Without the images, print all the entries below exactly as given.

------ Stored data ------

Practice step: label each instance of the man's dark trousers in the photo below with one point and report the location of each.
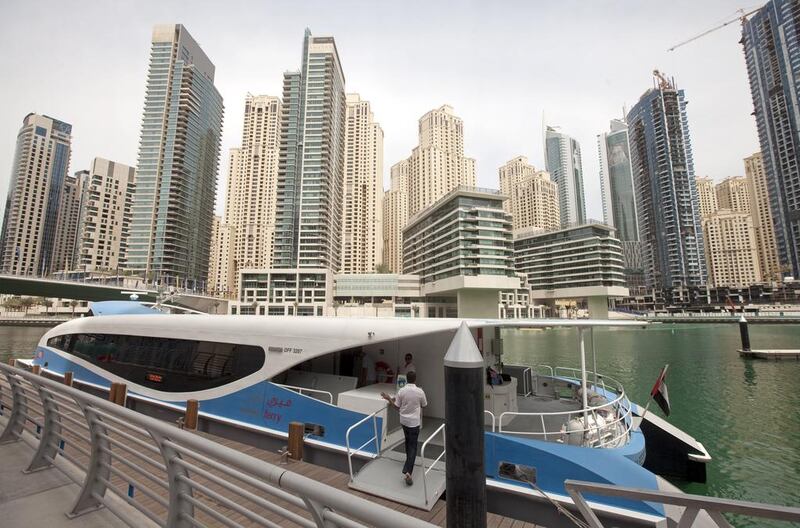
(411, 435)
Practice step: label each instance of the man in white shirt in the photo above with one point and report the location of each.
(409, 400)
(408, 366)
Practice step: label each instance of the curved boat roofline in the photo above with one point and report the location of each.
(288, 340)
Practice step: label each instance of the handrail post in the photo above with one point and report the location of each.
(97, 471)
(19, 413)
(50, 436)
(180, 510)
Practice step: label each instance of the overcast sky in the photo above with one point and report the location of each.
(501, 65)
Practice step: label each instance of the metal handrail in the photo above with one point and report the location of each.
(490, 413)
(375, 438)
(614, 405)
(692, 504)
(301, 389)
(189, 462)
(425, 471)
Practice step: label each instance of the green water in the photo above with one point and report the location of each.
(746, 412)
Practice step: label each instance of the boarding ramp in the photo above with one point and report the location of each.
(382, 476)
(142, 471)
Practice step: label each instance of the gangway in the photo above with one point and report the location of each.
(382, 476)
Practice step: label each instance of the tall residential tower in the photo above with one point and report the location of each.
(562, 156)
(362, 222)
(771, 41)
(308, 209)
(173, 206)
(39, 173)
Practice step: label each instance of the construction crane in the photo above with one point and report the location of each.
(741, 18)
(663, 82)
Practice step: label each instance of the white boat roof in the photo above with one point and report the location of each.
(291, 340)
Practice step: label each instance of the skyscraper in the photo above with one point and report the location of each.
(772, 53)
(395, 217)
(308, 210)
(39, 170)
(362, 223)
(105, 220)
(533, 197)
(438, 165)
(706, 196)
(70, 211)
(252, 185)
(616, 181)
(762, 217)
(173, 206)
(562, 156)
(734, 193)
(664, 183)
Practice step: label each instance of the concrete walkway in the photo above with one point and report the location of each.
(41, 498)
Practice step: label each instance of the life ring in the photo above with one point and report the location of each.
(383, 372)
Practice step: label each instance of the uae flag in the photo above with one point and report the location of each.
(659, 392)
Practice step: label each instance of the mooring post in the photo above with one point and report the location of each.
(745, 333)
(190, 420)
(463, 393)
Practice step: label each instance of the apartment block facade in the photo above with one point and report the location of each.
(761, 212)
(562, 155)
(173, 205)
(533, 197)
(362, 222)
(395, 217)
(308, 209)
(39, 172)
(616, 181)
(105, 217)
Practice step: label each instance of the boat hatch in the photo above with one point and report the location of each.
(383, 476)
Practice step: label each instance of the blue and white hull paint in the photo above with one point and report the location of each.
(255, 402)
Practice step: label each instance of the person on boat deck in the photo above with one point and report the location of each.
(409, 400)
(408, 366)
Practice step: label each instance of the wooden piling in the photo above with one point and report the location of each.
(190, 420)
(296, 431)
(122, 394)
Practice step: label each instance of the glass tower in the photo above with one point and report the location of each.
(308, 210)
(770, 40)
(173, 205)
(562, 156)
(666, 194)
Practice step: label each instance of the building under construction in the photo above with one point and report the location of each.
(664, 182)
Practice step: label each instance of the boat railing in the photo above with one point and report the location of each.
(491, 415)
(605, 425)
(433, 464)
(692, 504)
(304, 390)
(142, 469)
(375, 438)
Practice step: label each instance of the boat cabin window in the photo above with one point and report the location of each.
(171, 365)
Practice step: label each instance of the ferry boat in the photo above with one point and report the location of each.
(543, 424)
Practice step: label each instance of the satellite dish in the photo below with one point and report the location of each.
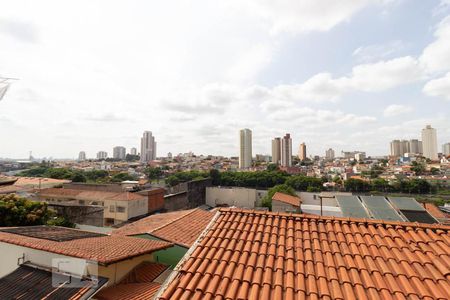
(4, 85)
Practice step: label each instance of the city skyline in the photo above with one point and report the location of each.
(281, 68)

------

◆ **Answer for this exercise**:
Practice step: label each instance of the man's dark trousers in the photo below with one point and report the location of each.
(411, 435)
Practice step: label each instance of the man in white shirt in the photo above with one point and report the location of each.
(409, 400)
(408, 366)
Practice step: label each instance of the curved boat roofline in the photo above with one point and report the location of each.
(288, 340)
Practice step: label each instance of the handrail post in the photo above with one point and report the location of each.
(97, 471)
(19, 413)
(50, 436)
(180, 510)
Practice step: label each instance of the overcast sky in the photo above with one point and report the location of each.
(501, 65)
Practice step: label each instance of the metal handrail in the photo above with one point and report the location of each.
(490, 413)
(375, 438)
(614, 405)
(692, 504)
(301, 389)
(189, 462)
(425, 471)
Practice step: label each instance of the green water in the photo above with one point and report the location of each.
(746, 412)
Practice step: label each instance of the boarding ramp in the photo above with one point and report the location of each.
(382, 476)
(142, 471)
Practice step: label each instance of the gangway in the photo above with one point and report the location of each.
(382, 476)
Practice step: label each instance of the tall residential tower in the photo above with one point and report the location of each.
(562, 156)
(362, 222)
(771, 41)
(308, 209)
(173, 206)
(39, 173)
Practice step: label each instance of the construction crane in the photo above with one point and report the location of each.
(741, 18)
(663, 82)
Practice step: label each instance of the white boat roof in the photo above with one point and report the location of each.
(291, 340)
Practice step: label each instance of the skyscraper in the photo above with one point and report the location of each.
(772, 53)
(395, 217)
(308, 210)
(39, 170)
(362, 223)
(105, 220)
(533, 197)
(438, 165)
(706, 196)
(70, 211)
(252, 185)
(616, 181)
(762, 217)
(173, 206)
(562, 156)
(734, 193)
(664, 183)
Practice step: label each instance of the concrete walkway in the photo above with one point and report the location of each.
(41, 498)
Practice step: label each instance of the life ring in the photo above with one point and report the location of each.
(383, 372)
Practice step: label each instance of the uae flag in the photo above with one point and report the location of each.
(659, 392)
Practice step: label each instance of the mooring post in the photo above with one point and report the location of each.
(745, 333)
(190, 420)
(463, 393)
Practice step: label each instance of the apartment block facade in the photo above with one point and report the location of each.
(761, 212)
(562, 155)
(173, 205)
(533, 197)
(362, 222)
(395, 217)
(308, 209)
(39, 172)
(616, 181)
(105, 217)
Practice step: label each instance of the boat hatch in the photo above with one point and report the location of each.
(383, 476)
Practice step: label each instance of the blue and white hull paint in the photo above with one point and report the location of each.
(255, 402)
Practice step: label each instance of the person on boat deck in the photo above with one point and report the location of each.
(409, 400)
(408, 366)
Practice step: label each instance of the wooden piling in the photo above with one point and report the location of each.
(190, 420)
(296, 431)
(122, 394)
Practice step: label each instance of the glass tower in the photo above with one point and report the location of each.
(308, 210)
(770, 40)
(173, 205)
(562, 156)
(666, 194)
Practice step: label each instance of the building under construction in the photo above with one point and report the location of each.
(664, 182)
Practice step: label each instance of the boat railing in the photo above with one point and report the location of each.
(491, 415)
(605, 425)
(433, 464)
(692, 504)
(304, 390)
(142, 469)
(375, 438)
Practice step: label each instance of the boat cabin window in the photo above with one point and report the location of each.
(171, 365)
Practice step: label each instance of the ferry boat in the photo above with one point and report the location of each.
(543, 424)
Practice step: label each instance of the satellite dish in the photo below with one point and report the location of each.
(4, 85)
Practice step: label each instance of the city skyline in the photo above with one point and report the location of each.
(281, 68)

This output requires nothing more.